What this task involves:
Your answer must contain each line of the listing in which "window" appears, copied in full.

Information Block Start

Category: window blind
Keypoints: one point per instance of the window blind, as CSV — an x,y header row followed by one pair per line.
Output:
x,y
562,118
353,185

Information Block End

Answer to the exercise:
Category: window blind
Keypoints: one point per instance of the window blind, as CSV — an x,y header row followed by one pair per line.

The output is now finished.